= Beginning of Section =
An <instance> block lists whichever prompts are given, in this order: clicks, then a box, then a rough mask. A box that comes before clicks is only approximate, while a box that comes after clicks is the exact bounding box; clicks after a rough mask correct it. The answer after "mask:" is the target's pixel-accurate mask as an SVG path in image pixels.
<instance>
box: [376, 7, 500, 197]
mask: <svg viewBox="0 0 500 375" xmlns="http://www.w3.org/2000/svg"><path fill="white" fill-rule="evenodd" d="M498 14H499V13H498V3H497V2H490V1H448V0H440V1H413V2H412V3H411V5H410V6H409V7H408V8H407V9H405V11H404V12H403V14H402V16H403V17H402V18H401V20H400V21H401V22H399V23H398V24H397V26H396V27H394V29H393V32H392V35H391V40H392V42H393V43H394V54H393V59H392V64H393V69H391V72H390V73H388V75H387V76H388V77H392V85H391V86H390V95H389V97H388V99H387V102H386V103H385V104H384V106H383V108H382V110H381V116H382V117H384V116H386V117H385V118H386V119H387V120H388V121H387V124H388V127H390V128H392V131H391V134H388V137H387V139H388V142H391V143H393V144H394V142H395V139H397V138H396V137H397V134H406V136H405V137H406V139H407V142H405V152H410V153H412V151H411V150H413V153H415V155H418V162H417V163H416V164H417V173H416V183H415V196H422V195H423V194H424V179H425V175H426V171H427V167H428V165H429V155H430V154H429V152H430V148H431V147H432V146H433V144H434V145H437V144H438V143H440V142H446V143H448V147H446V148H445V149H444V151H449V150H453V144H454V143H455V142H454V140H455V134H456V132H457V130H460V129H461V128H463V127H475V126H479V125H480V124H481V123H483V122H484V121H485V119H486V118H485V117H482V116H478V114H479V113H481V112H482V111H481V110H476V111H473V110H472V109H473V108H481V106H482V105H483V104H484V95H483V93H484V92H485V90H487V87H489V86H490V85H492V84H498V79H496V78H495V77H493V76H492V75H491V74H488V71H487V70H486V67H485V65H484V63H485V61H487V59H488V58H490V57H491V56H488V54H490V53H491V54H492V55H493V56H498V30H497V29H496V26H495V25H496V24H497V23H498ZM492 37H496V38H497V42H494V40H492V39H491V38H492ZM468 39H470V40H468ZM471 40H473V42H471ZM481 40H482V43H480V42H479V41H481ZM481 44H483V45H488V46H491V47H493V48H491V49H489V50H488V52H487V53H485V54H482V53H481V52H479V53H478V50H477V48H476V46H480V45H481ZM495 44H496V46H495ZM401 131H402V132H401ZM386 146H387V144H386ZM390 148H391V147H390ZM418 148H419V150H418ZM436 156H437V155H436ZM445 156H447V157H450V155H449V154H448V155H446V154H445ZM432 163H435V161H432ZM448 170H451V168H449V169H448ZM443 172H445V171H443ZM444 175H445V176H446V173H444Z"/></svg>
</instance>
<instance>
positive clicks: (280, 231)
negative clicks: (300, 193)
= End of Section =
**The problem:**
Would you copy every line of the material exactly?

**Result for this exercise:**
An <instance> block lists whichever prompts are given, in this order: clicks, then a box, then a rough mask. A box that comes before clicks is only approximate, while a box that comes after clicks is the exact bounding box; clicks after a rough mask correct it. The answer after "mask:" is the target's pixel-accurate mask as an SVG path in image pixels.
<instance>
box: [376, 7, 500, 197]
mask: <svg viewBox="0 0 500 375" xmlns="http://www.w3.org/2000/svg"><path fill="white" fill-rule="evenodd" d="M498 14H499V13H498V3H497V2H490V1H448V0H440V1H413V2H412V3H411V5H410V6H409V7H408V8H407V9H405V11H404V12H403V14H402V16H403V17H402V18H401V20H400V21H401V22H399V23H398V24H397V26H396V27H394V29H393V32H392V35H391V40H392V42H393V43H394V54H393V59H392V64H393V69H391V72H390V73H388V75H387V76H388V77H392V85H391V86H390V95H389V97H388V99H387V102H386V103H385V104H384V106H383V108H382V110H381V116H382V117H384V116H386V117H385V118H386V119H387V120H388V121H387V124H388V127H390V128H392V131H391V134H388V137H387V139H388V142H391V143H393V144H394V142H395V139H397V138H396V137H397V134H406V136H405V137H406V139H407V142H405V152H410V153H412V151H411V150H413V153H415V155H418V162H417V163H416V164H417V173H416V183H415V196H422V195H423V194H424V179H425V175H426V171H427V167H428V165H429V155H430V154H429V152H430V148H431V147H432V146H433V144H434V145H437V144H438V143H440V142H446V143H448V147H446V148H445V149H444V151H449V150H453V144H454V143H455V142H454V140H455V134H456V132H457V130H460V129H461V128H463V127H475V126H479V125H480V124H481V123H483V122H484V121H485V119H486V118H485V117H482V116H478V114H479V113H481V112H482V111H481V110H476V111H473V110H472V109H473V108H481V106H482V105H483V104H484V95H483V93H484V92H485V90H487V87H489V86H490V85H492V84H498V79H496V78H495V77H493V76H492V75H491V74H488V71H487V70H486V67H485V65H484V63H485V61H487V59H488V58H490V57H491V56H488V54H490V53H491V54H492V55H493V56H498V30H497V29H496V26H495V25H496V24H497V23H498ZM492 37H496V38H497V42H494V40H492V39H491V38H492ZM468 39H470V40H468ZM471 40H473V42H471ZM481 40H482V43H480V42H479V41H481ZM481 44H483V45H488V46H491V47H493V48H491V49H489V50H488V52H487V53H485V54H482V53H481V52H479V53H478V50H477V48H476V46H480V45H481ZM495 44H496V46H495ZM401 131H402V132H401ZM386 146H387V144H386ZM390 148H391V147H390ZM418 148H419V150H418ZM436 156H437V155H436ZM445 156H447V157H450V155H449V154H448V155H446V154H445ZM432 163H435V161H432ZM448 170H451V168H449V169H448ZM443 172H445V171H443ZM444 175H445V176H446V173H444Z"/></svg>
</instance>
<instance>
positive clicks: (280, 231)
negative clicks: (300, 193)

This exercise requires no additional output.